To do — List every line in the records that contains the string "instance". Case counts.
====== Stored data ======
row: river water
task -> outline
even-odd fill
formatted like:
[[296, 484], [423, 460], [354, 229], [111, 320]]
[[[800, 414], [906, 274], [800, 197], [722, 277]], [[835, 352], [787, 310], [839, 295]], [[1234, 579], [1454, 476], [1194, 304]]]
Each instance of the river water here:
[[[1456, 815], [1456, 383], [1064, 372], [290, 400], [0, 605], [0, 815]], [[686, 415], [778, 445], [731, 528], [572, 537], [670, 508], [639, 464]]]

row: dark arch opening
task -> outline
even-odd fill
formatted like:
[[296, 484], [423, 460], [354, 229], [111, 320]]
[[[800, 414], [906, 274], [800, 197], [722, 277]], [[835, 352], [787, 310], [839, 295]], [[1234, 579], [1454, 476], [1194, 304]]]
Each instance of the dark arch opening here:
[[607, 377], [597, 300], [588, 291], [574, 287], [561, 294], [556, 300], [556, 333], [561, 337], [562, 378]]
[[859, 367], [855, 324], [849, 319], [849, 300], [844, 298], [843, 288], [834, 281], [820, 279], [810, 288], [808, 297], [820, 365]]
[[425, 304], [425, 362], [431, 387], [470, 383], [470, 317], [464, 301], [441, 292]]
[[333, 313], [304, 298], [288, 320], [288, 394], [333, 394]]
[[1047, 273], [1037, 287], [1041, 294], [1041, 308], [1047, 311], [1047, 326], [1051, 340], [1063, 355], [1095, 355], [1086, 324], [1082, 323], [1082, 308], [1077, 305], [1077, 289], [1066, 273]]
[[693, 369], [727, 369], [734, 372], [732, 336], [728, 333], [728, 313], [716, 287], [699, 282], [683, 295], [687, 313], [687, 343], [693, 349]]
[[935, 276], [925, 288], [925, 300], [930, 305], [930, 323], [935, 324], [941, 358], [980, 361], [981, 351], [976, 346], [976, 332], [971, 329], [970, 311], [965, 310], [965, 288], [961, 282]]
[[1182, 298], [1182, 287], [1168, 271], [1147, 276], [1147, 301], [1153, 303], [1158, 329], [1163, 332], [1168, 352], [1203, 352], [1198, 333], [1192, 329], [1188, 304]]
======
Answer to this exercise —
Each instance of the river water here:
Each instance of the dark arch opening here:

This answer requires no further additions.